= WRITTEN TASK =
Pull out every line in the records below that contains the string "rear". Matching is case-sensitive.

** START TASK MATERIAL **

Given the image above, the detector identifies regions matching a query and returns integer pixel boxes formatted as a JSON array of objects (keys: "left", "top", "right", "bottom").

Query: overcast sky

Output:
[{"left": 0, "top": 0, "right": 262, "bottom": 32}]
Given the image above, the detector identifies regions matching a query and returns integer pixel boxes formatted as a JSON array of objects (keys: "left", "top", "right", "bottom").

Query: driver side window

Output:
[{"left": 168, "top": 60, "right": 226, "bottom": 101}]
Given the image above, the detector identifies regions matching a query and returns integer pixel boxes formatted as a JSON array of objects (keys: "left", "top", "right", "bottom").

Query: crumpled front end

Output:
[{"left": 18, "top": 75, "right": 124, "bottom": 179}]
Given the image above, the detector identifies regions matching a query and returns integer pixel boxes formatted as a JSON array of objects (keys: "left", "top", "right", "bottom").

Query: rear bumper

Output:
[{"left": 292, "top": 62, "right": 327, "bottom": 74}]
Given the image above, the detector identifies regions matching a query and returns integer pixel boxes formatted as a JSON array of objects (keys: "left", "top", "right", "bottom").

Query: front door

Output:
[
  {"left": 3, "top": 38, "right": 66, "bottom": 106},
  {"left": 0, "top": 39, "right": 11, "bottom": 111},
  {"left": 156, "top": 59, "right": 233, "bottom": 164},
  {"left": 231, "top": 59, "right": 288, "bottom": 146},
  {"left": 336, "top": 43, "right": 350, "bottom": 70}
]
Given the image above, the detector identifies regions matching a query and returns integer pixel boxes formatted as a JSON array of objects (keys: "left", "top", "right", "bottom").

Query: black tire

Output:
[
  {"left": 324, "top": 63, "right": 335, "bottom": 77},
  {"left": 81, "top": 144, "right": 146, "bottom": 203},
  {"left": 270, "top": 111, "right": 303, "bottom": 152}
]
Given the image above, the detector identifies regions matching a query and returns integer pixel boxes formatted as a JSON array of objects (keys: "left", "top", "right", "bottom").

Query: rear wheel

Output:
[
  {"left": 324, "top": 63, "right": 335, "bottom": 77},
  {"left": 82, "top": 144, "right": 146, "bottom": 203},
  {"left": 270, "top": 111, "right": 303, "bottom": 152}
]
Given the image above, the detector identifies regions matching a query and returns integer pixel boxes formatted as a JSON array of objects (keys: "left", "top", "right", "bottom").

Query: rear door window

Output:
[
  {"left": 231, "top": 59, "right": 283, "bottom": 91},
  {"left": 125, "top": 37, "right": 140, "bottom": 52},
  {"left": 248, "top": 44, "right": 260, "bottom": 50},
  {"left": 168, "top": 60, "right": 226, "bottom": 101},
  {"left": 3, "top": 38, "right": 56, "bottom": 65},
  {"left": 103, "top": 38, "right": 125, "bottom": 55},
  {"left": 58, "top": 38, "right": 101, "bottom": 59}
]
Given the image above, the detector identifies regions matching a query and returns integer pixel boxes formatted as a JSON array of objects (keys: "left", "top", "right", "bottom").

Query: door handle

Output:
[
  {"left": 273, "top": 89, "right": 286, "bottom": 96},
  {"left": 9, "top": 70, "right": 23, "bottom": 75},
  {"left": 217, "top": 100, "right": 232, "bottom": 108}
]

** END TASK MATERIAL **

= THE ANSWER =
Query: rear bumper
Query: rear wheel
Query: rear door window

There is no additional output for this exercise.